▶ [Exercise details] Beginning with the line containing "the white tablecloth" and ending with the last line of the records, set down every line exactly.

▶ [Supplied information]
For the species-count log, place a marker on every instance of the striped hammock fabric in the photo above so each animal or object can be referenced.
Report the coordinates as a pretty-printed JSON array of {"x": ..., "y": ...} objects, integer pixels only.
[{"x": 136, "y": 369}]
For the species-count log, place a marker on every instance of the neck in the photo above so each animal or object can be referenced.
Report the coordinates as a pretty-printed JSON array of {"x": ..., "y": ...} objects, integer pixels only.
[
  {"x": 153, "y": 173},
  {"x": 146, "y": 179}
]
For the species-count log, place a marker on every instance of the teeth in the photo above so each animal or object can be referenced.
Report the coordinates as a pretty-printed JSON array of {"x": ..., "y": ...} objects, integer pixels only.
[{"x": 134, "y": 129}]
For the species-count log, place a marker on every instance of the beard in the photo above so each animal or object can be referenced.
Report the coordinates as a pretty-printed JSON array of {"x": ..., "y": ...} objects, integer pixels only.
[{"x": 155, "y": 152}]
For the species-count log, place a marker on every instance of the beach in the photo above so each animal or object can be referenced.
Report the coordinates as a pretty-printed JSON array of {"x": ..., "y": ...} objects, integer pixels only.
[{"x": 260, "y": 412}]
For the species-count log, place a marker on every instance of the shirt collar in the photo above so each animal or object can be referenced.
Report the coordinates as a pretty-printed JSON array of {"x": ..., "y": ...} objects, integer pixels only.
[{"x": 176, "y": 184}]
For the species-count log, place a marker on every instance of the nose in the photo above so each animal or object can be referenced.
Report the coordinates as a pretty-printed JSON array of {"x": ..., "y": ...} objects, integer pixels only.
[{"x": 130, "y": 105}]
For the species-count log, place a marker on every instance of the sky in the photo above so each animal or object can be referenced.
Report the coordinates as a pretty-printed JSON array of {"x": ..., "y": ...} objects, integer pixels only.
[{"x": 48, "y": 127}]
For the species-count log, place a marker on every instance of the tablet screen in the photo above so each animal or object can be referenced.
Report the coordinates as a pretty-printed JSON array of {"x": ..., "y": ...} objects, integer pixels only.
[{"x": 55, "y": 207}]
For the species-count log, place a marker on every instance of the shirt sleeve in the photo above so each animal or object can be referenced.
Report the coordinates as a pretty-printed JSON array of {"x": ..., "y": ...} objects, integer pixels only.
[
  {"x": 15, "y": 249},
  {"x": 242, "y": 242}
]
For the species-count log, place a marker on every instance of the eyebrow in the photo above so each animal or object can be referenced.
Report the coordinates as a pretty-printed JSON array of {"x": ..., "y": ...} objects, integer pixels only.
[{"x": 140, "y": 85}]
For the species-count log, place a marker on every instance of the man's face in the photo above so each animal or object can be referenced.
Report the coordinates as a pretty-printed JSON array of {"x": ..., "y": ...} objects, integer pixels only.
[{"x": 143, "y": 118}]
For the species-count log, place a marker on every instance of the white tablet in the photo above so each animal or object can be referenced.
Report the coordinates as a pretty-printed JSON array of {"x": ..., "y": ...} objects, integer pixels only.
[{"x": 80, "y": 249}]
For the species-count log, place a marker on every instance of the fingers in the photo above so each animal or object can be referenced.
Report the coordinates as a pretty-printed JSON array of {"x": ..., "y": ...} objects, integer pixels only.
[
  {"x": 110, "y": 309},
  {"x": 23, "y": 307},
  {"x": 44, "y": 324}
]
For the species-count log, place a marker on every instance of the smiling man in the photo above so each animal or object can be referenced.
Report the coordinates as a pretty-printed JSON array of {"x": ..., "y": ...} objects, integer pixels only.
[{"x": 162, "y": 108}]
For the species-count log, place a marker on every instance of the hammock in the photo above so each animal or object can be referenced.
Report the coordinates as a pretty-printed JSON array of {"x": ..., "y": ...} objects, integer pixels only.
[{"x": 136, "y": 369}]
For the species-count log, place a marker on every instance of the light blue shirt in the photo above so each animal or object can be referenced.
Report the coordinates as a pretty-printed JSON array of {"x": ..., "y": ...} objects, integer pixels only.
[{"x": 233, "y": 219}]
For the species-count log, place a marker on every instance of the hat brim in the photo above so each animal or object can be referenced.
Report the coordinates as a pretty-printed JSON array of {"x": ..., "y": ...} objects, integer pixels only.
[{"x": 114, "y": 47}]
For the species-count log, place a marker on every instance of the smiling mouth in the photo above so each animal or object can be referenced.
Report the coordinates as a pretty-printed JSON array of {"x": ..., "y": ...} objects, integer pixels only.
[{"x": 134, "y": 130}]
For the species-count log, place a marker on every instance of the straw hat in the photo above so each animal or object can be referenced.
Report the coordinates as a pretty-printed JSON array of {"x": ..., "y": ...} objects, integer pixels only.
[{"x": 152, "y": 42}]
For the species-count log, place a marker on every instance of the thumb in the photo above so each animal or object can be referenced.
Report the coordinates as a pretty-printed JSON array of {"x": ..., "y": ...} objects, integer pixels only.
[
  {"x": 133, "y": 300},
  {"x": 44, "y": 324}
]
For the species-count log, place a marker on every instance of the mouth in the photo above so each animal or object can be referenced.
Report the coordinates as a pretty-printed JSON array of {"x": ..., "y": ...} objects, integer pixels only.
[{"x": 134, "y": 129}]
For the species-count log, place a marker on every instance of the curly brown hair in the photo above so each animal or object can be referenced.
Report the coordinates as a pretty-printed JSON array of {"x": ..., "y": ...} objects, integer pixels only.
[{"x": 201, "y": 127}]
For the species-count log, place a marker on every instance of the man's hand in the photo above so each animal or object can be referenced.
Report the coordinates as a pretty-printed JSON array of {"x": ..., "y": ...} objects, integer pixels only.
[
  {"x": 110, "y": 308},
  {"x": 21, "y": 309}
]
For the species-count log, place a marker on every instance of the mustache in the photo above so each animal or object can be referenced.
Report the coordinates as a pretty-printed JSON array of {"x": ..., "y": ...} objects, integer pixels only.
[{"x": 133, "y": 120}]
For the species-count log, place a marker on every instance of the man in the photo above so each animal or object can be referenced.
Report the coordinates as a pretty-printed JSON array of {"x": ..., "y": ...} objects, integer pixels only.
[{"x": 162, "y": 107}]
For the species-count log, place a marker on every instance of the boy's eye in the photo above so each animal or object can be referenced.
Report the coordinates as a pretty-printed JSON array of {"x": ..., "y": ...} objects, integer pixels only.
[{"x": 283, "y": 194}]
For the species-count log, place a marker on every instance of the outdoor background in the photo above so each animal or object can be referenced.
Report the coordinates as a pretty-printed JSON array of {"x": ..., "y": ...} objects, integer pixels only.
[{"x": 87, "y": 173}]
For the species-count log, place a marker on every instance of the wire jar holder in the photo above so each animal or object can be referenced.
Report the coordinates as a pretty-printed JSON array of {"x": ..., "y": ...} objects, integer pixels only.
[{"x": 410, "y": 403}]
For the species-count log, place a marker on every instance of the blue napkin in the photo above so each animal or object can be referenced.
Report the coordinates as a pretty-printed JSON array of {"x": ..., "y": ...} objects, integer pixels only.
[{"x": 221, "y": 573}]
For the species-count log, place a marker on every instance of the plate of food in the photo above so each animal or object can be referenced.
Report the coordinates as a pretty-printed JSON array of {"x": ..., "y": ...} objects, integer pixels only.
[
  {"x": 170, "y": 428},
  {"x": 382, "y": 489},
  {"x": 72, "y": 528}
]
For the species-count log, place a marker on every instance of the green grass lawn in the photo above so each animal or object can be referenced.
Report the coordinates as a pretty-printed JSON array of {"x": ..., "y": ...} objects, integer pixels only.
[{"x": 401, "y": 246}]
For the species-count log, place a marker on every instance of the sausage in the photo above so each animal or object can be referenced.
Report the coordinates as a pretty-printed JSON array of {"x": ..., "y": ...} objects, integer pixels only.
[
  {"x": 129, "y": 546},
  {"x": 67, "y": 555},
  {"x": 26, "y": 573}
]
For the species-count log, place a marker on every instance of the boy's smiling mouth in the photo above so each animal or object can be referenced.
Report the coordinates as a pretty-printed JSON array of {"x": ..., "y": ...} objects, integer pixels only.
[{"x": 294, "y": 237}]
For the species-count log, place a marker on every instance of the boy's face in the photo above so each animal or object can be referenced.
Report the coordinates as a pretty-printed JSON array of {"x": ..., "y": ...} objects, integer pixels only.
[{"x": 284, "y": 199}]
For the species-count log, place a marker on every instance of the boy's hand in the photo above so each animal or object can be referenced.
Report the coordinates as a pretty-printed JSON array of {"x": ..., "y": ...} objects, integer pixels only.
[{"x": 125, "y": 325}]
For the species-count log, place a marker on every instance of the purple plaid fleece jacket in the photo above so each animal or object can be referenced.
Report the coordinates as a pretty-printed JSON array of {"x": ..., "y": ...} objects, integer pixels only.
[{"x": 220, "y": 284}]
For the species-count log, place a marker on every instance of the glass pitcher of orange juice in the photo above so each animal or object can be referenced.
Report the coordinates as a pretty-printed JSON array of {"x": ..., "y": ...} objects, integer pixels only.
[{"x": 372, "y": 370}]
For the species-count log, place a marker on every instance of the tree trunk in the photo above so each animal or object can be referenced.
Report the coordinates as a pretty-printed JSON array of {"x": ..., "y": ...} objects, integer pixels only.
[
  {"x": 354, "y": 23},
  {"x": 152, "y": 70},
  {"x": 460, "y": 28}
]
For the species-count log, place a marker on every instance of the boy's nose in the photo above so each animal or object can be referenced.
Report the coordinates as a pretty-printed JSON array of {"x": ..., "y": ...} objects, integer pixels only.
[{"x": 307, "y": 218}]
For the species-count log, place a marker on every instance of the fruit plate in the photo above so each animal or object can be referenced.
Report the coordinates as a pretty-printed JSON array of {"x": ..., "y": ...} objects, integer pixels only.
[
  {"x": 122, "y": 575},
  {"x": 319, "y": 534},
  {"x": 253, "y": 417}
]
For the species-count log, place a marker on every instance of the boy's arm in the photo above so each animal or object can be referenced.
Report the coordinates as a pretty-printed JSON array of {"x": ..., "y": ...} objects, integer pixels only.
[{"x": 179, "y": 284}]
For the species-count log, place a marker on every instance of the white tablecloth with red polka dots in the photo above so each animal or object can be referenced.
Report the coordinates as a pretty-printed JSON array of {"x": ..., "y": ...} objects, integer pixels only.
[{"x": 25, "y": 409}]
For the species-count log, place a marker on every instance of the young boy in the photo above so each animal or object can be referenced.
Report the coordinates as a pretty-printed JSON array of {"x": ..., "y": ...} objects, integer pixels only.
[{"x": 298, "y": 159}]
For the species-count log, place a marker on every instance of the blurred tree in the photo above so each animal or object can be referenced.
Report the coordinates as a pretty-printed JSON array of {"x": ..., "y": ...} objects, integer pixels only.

▶ [Correct answer]
For the species-count log, place a marker on every instance of the white tablecloth with red polka dots in the photo above so each animal or object can be referenced.
Report the coordinates as a pretty-printed JSON array of {"x": ..., "y": ...} objects, integer pixels only.
[{"x": 25, "y": 409}]
For the species-count log, place a marker on every instance of the young boy in the photo above so each animal or object can be referenced.
Report the coordinates as a pretty-printed JSON array of {"x": ..., "y": ...} objects, integer pixels only.
[{"x": 298, "y": 159}]
For the species-count log, place a marker on every instance of the blurred tree in the photo above so each animal or object can be referenced.
Report the coordinates as a pretty-printed JSON array of {"x": ..., "y": ...} objects, integer pixels only.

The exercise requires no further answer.